Reescreva o texto sobre o funeral de George Floyd, tudo de "Assim que o" até "e Jesse Jackson.", trocando "carro fúnebre" por "rabecão".

Trecho selecionado
↓↓↓

Em discurso no funeral de George Floyd, cidadão negro asfixiado por policial branco, o ativista e reverendo Al Sharpton ataca racismo e diz que é hora de o sistema de justiça criminal prestar contas. Protestos prosseguem pelo 10º dia consecutivo



Assim que o carro fúnebre com o corpo de George Floyd se aproximou da North Central University, em Minneapolis, o chefe de polícia da cidade, Medaria Arradondo, e o sargento Dave O’Connor retiraram os quepes e se ajoelharam. Um gesto de arrependimento e de respeito ao homem negro de 34 anos asfixiado depois que o policial branco Derek Chauvin pressionou-lhe o pescoço com o joelho. Na primeira das três cerimônias em memória de Floyd, estavam presentes familiares, autoridades e importantes nomes da luta pelos direitos civis, como o prefeito de Minneapolis, Jacob Frey; o governador de Minnesota, Tom Walz; Martin Luther King III, filho do líder ativista Martin Luther King; e os reverendos Al Sharpton e Jesse Jackson.

↑↑↑

[Registros extraídos de uma coleção]
↓↓↓

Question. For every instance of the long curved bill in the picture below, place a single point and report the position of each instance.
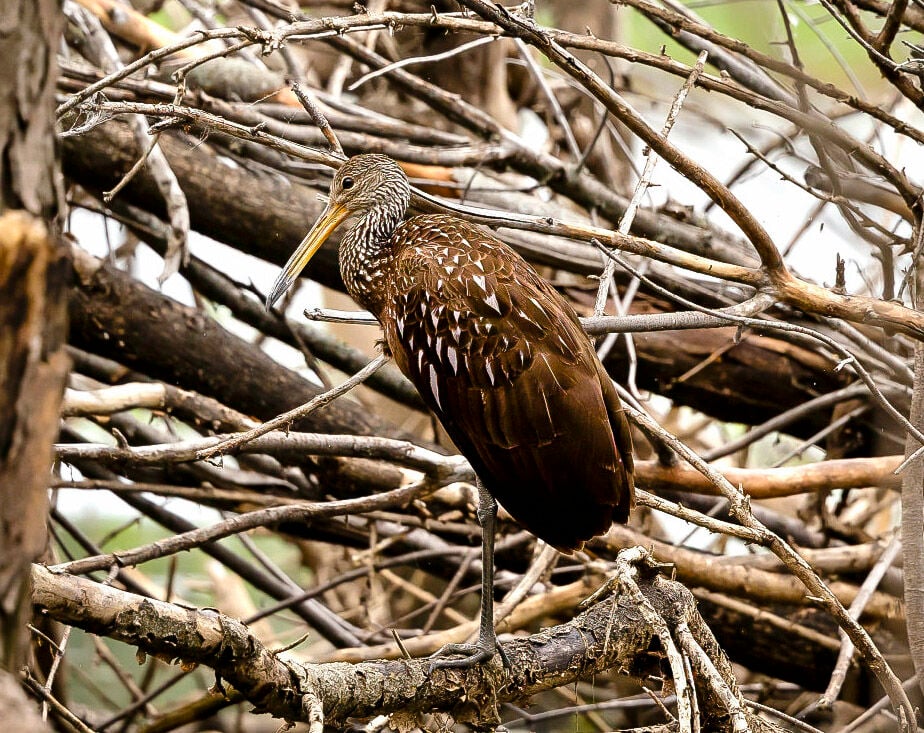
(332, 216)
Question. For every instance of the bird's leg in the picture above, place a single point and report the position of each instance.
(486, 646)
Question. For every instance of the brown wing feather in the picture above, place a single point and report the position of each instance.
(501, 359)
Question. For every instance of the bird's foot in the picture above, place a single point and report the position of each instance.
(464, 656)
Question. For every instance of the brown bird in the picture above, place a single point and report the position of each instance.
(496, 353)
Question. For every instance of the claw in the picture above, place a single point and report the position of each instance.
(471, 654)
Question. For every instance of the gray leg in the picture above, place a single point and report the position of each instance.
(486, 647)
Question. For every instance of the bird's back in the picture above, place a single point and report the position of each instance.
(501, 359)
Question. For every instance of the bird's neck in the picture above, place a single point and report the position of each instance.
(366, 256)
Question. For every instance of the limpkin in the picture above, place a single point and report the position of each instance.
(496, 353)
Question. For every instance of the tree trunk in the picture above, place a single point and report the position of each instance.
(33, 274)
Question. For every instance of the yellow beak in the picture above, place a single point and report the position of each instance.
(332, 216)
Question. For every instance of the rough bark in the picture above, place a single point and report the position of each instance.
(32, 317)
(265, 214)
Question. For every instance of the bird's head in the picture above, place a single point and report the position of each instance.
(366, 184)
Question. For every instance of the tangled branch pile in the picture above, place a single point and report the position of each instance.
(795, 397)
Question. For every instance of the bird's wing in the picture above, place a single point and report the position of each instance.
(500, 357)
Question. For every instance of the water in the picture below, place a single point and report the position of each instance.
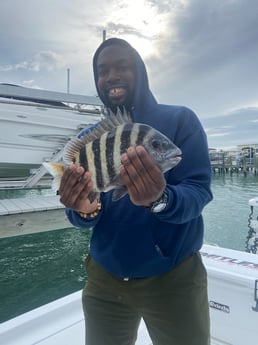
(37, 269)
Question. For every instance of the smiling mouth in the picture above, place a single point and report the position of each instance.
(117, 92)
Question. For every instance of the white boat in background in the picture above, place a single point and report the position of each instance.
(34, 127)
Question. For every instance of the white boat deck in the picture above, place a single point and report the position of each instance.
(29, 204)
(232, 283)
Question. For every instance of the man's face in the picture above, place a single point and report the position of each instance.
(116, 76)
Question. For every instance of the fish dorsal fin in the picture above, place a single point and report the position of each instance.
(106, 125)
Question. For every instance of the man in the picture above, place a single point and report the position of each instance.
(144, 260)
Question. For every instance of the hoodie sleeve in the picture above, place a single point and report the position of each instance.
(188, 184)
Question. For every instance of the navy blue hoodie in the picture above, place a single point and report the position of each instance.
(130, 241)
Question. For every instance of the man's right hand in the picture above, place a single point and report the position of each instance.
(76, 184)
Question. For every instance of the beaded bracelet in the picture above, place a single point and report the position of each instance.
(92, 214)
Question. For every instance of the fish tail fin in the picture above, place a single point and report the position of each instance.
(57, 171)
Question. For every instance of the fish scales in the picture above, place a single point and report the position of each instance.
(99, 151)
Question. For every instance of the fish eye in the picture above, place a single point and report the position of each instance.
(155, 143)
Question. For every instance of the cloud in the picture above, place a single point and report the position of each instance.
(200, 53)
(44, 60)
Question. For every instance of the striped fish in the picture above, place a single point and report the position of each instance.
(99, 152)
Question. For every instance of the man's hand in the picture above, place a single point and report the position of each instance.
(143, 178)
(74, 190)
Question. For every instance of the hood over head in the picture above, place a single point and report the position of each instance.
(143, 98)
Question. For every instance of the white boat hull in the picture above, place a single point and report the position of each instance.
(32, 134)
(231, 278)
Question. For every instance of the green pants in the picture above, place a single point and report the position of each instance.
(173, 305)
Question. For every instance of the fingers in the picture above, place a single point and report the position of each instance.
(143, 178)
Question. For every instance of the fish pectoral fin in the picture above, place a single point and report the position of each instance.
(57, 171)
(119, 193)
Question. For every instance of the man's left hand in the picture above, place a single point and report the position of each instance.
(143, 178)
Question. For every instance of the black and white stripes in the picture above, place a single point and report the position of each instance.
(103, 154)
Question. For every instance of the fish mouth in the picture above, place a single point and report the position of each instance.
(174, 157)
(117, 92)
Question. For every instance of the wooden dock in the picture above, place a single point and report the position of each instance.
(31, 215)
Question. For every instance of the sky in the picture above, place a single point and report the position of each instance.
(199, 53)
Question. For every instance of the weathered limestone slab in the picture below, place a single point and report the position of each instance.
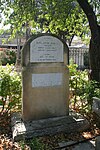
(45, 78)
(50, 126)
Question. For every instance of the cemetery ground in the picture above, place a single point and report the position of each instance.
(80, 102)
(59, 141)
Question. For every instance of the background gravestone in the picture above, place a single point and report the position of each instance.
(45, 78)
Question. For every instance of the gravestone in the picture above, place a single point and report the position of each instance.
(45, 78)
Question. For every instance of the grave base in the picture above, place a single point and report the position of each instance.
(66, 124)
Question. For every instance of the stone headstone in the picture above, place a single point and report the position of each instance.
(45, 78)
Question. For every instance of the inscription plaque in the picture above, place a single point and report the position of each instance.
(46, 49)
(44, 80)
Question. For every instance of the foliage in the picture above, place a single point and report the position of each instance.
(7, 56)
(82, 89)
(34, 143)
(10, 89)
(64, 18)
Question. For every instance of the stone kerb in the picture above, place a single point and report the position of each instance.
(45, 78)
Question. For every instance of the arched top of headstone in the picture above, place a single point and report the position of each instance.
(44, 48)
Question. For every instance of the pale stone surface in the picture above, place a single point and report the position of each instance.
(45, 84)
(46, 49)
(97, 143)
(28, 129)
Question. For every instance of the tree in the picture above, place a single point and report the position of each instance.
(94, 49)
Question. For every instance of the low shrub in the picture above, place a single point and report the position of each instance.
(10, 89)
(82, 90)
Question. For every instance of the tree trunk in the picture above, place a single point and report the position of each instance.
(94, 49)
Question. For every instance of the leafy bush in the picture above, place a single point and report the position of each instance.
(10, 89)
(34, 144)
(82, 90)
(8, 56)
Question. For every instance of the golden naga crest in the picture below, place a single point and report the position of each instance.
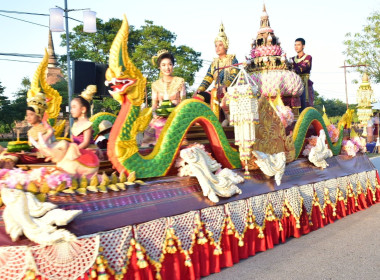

↑↑↑

Caixa de resposta
Assim que o rabecão com o corpo de George Floyd se aproximou da North Central University, em Minneapolis, o chefe de polícia da cidade, Medaria Arradondo, e o sargento Dave O’Connor retiraram os quepes e se ajoelharam. Um gesto de arrependimento e de respeito ao homem negro de 34 anos asfixiado depois que o policial branco Derek Chauvin pressionou-lhe o pescoço com o joelho. Na primeira das três cerimônias em memória de Floyd, estavam presentes familiares, autoridades e importantes nomes da luta pelos direitos civis, como o prefeito de Minneapolis, Jacob Frey; o governador de Minnesota, Tom Walz; Martin Luther King III, filho do líder ativista Martin Luther King; e os reverendos Al Sharpton e Jesse Jackson.